Hawthorn (Crataegus monogyna)
The Hawthorn (Crataegus monogyna) is also known as the "May tree" as it flowers in the month of May.
Useful info about Hawthorn trees
|Deciduous (loses its leaves in winter)
|Can grow up to 5 - 10 metres (20 - 40 feet)
|The branches can spread out to 5 metres (20 feet)
|Soil Types Preferred
|Chalk, Clay, Loam, Sand
|Farmland, Gardens, Hedgerows
|White flowers in April / May
|Red berries in Summer
|Celtic Tree Month
|May 13 - June 9
Common Hawthorn (Crataegus monogyna) is also known as Quickthorn or the May Tree.
Its name comes from the Anglo-Saxon word "hagathorn" which means "hedge thorn" and it is often used as hedgerow plant.
The flowers, produced in late spring, have five white petals, and are moderately fragrant.
It produces an abundance of white flowers in May which yield small red fruits by late summer / autumn. The fruit is very popular with birds.

* Data under study *
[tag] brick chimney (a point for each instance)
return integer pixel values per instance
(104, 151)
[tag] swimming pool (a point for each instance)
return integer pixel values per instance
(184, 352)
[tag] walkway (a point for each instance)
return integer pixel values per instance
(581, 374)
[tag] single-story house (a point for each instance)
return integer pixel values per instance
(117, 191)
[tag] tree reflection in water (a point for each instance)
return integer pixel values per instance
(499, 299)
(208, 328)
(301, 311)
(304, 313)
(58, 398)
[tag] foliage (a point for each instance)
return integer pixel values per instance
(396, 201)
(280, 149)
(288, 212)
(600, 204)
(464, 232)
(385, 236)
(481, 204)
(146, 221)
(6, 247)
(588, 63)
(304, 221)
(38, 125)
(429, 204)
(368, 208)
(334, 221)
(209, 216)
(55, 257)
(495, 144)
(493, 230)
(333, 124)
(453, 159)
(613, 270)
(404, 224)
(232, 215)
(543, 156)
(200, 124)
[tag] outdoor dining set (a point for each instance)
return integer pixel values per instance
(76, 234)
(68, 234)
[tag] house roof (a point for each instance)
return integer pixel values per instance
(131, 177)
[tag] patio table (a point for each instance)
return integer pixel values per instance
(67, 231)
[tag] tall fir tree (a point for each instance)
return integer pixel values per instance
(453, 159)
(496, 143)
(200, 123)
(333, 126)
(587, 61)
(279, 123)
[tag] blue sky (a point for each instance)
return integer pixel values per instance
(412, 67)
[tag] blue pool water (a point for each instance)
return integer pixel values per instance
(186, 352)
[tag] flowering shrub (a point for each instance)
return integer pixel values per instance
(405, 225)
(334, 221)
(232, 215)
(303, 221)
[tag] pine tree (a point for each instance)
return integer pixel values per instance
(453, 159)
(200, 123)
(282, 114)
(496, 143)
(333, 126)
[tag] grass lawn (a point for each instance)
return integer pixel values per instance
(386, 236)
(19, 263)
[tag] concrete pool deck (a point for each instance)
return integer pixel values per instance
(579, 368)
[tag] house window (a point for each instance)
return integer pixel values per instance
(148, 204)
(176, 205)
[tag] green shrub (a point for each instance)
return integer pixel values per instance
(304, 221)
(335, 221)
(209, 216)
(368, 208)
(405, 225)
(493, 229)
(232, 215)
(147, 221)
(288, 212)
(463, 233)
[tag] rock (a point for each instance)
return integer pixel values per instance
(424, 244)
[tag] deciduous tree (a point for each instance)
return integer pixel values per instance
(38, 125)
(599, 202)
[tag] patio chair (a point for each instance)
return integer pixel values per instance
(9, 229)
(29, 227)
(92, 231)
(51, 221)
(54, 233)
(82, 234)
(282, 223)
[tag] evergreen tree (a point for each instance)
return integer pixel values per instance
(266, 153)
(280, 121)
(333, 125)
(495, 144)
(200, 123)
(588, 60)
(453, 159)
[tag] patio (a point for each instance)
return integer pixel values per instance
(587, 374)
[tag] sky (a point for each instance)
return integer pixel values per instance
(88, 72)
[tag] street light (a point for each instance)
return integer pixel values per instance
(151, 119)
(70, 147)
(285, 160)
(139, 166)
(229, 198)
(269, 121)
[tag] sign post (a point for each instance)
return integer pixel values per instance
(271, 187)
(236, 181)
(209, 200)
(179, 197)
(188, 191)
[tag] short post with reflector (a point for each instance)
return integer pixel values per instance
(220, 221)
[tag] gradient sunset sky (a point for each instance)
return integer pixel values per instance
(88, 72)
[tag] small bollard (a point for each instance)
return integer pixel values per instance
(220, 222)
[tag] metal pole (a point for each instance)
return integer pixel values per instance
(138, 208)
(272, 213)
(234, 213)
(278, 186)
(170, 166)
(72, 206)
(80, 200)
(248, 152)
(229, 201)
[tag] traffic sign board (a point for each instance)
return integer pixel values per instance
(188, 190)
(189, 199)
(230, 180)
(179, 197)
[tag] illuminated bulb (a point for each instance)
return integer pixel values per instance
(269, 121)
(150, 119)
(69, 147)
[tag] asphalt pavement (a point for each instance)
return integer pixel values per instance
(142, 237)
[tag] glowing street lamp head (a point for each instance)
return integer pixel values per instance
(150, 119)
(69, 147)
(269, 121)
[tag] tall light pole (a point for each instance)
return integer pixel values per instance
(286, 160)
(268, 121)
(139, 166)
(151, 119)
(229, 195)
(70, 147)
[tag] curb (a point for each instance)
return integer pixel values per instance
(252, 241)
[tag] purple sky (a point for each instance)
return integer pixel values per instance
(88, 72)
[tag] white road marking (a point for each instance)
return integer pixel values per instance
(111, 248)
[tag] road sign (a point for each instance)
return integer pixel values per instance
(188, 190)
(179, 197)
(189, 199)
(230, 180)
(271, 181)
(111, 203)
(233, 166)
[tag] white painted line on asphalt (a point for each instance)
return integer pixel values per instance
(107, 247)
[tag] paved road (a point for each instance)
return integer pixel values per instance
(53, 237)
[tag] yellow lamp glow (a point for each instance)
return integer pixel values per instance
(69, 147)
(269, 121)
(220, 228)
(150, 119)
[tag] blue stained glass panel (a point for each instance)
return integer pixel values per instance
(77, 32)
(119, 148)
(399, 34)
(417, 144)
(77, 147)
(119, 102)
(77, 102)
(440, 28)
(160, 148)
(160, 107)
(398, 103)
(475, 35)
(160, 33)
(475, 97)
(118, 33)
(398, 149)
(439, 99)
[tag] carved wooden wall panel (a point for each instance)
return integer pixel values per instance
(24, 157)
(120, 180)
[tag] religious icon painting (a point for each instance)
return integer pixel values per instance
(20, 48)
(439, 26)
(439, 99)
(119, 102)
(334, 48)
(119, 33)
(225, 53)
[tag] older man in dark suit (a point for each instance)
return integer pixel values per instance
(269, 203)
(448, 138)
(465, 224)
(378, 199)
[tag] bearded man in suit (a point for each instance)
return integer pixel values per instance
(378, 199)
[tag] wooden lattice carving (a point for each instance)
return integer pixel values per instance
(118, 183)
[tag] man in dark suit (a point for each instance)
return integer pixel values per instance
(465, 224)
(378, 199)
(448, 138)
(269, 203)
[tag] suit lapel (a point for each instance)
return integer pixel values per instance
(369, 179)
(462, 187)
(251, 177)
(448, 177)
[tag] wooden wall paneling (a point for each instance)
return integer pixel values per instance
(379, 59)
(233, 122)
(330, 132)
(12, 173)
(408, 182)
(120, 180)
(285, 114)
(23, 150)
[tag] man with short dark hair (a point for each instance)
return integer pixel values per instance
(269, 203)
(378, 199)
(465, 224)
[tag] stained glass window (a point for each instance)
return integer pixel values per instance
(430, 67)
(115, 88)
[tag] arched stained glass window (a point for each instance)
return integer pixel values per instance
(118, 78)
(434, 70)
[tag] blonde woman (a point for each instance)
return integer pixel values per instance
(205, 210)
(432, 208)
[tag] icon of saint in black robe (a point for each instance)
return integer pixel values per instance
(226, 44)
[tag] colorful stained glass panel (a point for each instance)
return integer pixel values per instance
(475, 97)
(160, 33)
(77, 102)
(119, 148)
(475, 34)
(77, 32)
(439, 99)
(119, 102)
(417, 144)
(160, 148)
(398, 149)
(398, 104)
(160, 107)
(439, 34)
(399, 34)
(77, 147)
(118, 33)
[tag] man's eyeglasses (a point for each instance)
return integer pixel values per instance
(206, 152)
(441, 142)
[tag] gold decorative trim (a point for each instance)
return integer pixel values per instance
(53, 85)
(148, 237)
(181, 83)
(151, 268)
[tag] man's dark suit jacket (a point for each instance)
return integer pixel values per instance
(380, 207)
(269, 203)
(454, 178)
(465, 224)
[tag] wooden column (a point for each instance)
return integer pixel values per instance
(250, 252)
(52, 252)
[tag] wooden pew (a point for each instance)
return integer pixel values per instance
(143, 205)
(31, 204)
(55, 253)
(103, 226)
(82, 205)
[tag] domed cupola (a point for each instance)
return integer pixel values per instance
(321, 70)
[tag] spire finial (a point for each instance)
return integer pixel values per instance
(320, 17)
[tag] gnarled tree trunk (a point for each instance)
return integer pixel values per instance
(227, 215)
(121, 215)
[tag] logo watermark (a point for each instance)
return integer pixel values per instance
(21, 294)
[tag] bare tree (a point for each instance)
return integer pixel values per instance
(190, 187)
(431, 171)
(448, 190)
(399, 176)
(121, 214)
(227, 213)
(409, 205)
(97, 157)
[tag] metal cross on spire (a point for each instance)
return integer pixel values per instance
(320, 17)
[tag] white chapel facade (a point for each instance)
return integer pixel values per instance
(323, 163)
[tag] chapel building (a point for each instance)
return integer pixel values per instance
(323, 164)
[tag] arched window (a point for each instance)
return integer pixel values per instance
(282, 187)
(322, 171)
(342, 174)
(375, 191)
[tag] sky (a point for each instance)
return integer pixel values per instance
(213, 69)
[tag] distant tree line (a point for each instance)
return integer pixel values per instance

* Work request *
In the hawthorn text, write out the part starting at "Its name comes" and ending at "are moderately fragrant.", changing "fragrant" to "scented".

* Written response *
Its name comes from the Anglo-Saxon word "hagathorn" which means "hedge thorn" and it is often used as hedgerow plant.
The flowers, produced in late spring, have five white petals, and are moderately scented.